● **STATED TASK**:
Can you repeat all of the material below, switching every "instance" to "occurrence" and leaving everything else unchanged? Leave out the pictures.
--
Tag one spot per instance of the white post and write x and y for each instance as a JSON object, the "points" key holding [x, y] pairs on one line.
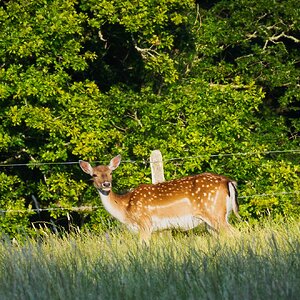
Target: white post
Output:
{"points": [[157, 167]]}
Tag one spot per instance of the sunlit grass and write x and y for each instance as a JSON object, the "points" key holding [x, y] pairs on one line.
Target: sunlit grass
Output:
{"points": [[258, 262]]}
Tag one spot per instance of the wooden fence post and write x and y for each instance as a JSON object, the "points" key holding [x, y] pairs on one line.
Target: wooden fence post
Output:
{"points": [[157, 167]]}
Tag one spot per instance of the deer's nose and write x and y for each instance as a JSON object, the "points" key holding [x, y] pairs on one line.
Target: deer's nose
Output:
{"points": [[106, 184]]}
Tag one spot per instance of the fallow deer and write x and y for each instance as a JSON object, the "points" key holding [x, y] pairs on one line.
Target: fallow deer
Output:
--
● **ANSWER BELOW**:
Tag one spot per occurrence of the white post and write x and y for each occurrence as a JSON object, the "points" key holding [x, y] pairs on one line.
Target: white post
Output:
{"points": [[157, 167]]}
Tag one spot per occurrence of the sunlit grass and write x and y for each occurrence as a JSON object, the "points" key holding [x, y] pairs on one line.
Target: sunlit grass
Output:
{"points": [[258, 262]]}
Tag one spot per occurrence of the wooden fence post and write x and y for each occurrence as a JSON object, the "points" key holding [x, y] pairs on one line.
Target: wooden fence post
Output:
{"points": [[157, 167]]}
Tag one spot per occurrence of the deer's nose and write x and y for each occurrence as a JSON object, the "points" key holding [x, y] pairs on one line.
Target: deer's nose
Output:
{"points": [[106, 184]]}
Tag one spot per occurrence of the fallow deer and write x and y for each occurrence as a JSON object, the "points" key holding [x, y] pairs on one line.
Target: fallow deer
Output:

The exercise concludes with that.